▶ _PROVIDED MATERIAL_
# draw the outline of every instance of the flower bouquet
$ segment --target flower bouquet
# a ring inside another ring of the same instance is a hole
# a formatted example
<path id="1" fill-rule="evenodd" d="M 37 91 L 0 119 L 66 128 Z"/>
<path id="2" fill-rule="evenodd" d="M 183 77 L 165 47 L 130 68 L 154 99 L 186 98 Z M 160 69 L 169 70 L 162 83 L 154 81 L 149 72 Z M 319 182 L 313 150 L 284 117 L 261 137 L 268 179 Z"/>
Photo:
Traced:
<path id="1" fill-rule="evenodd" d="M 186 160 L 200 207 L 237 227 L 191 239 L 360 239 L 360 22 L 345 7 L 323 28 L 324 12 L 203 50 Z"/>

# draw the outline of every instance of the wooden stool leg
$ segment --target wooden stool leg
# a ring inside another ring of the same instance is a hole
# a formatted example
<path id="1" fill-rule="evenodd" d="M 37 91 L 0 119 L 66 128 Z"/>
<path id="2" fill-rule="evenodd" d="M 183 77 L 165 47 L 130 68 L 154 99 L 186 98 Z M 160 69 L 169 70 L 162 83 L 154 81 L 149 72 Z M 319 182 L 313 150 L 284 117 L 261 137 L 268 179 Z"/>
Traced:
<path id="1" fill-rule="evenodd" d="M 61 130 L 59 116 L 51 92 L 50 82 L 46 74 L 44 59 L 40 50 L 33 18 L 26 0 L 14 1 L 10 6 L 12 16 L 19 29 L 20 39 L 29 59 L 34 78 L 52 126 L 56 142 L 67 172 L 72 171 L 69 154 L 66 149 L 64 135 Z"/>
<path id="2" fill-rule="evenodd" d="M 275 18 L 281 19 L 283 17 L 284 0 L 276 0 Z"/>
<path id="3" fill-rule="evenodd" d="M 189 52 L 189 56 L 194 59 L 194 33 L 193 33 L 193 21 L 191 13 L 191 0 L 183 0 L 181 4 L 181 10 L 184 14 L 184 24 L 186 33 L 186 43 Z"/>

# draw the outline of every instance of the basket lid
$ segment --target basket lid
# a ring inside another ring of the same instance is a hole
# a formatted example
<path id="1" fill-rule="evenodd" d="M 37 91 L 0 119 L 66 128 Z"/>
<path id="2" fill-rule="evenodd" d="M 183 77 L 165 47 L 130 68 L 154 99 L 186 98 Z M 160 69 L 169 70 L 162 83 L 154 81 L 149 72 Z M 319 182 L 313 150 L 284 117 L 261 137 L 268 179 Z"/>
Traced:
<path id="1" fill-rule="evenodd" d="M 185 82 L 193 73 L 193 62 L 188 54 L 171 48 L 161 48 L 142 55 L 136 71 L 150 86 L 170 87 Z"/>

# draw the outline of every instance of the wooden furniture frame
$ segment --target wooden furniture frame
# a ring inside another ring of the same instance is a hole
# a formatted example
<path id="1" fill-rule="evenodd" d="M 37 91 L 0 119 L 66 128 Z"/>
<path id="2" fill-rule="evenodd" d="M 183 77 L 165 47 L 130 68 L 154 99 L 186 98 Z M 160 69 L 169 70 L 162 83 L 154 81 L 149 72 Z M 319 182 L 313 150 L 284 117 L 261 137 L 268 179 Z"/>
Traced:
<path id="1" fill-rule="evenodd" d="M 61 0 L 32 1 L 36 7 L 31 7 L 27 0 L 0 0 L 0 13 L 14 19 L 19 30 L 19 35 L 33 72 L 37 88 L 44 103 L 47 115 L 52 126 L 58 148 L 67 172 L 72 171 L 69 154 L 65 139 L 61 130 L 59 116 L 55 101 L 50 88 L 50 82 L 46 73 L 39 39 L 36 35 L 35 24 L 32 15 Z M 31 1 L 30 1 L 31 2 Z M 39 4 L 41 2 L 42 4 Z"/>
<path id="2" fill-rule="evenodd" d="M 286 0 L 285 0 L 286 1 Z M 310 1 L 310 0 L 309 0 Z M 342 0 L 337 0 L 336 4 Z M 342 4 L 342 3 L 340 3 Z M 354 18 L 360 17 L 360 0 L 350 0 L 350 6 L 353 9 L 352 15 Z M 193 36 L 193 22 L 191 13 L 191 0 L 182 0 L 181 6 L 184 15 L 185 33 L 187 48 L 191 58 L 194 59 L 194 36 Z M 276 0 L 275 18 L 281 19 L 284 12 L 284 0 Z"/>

▶ _PROMPT_
Ascertain the number of lines in the entries that include the word "wooden", and report only that number.

▶ _ANSWER BELOW_
4